═════ Supplied passage ═════

Saturday, August 01, 2009

WHERE IS THY STING?

When I was a boy, my maternal grandfather lived with us. Long a widower, he had done so as soon as my parents married and set up home together. It was the accepted thing in those days - my parents married in 1940. Essentially a positive person, his last years were certainly much enlivened by having an enquiring grandson to whom he could devote all his attention. He taught me to read (rather younger than the average) and fired my interest in history, geography, fiction and, in general terms, the world around me.

Grandpa had two old friends, contemporaries who each lived in a town not far away, and we would visit them once or twice a year. My dad never came with us. He found the notion of such visits a trial and anyway, as I’m sure he would emphasise, they weren’t his friends. As a little boy, I didn’t much relish these visits either but I wasn’t permitted to cry off. In particular, I dreaded calling on Mr Bruce and Alice. JS Bruce was a rather fearsome Victorian with a bristling white moustache, a bald dome and a quantity of lurking nose and ear hair. He was a widower with several daughters – at least three – and the plain, dim one remained a spinster and lived with him as timid, fussing housekeeper.

I don’t think my memory is playing tricks if I report that, as late as the mid-1950s, his semi-detached house was still lit only by gas. My grandfather, my mother and I would sit in the gloom, drinking the tea and eating the dismal sandwiches that Alice provided. Mr Bruce – I never knew his first name and their Christmas cards were always signed “JS Bruce and Alice”, even though their primary recipient was his good friend for more than half a century – presided, and we all took our cue from him. This meant frequent long pauses – interminable to a boy of seven or eight – while Mr Bruce slowly masticated his dry sponge cake and found nothing of import to remark. The grandfather clock ticked laboriously and seemingly deafeningly through these hiatuses.

═════ Supplied data ═════

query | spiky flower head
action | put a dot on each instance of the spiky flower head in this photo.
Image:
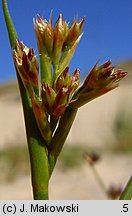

═════

_Task set_
**1.** According to the memoir passage, in what year did the narrator's parents marry?
**2.** Reproduce the memoir passage word for word, starting at "When I was a" and ending at "world around me.".
**3.** Carry on the memoir passage about the grandfather's visits, picking up right after its final sentence.

_Response list_
**1.** 1940

**2.**
When I was a boy, my maternal grandfather lived with us. Long a widower, he had done so as soon as my parents married and set up home together. It was the accepted thing in those days - my parents married in 1940. Essentially a positive person, his last years were certainly much enlivened by having an enquiring grandson to whom he could devote all his attention. He taught me to read (rather younger than the average) and fired my interest in history, geography, fiction and, in general terms, the world around me.

**3.**
Less of a trial were the trips to see May Allman. She was a charming old dame who always made a fuss of me and usually had some little gift to bestow. She had never married and had a younger woman living with her as paid companion, another one called Alice who was a plain spinster but certainly not dim. May and Alice seemed to get by on pretty much equal terms; whether there was anything more to it, it didn’t at that age occur to me to wonder. Then a calamity occurred. Alice died. Left alone and with no prospect of replacing her helpmeet, May struggled gamely on. The last time I saw her was, I think, after my grandfather had died just before my 14th birthday. He had enjoyed a long and happy life and had been in robust health and high spirits until the day he died. May, on the other hand, was now frail and apt to lose track. On the way home, my mother told me that May had drawn her aside and confided that all she wanted was to die.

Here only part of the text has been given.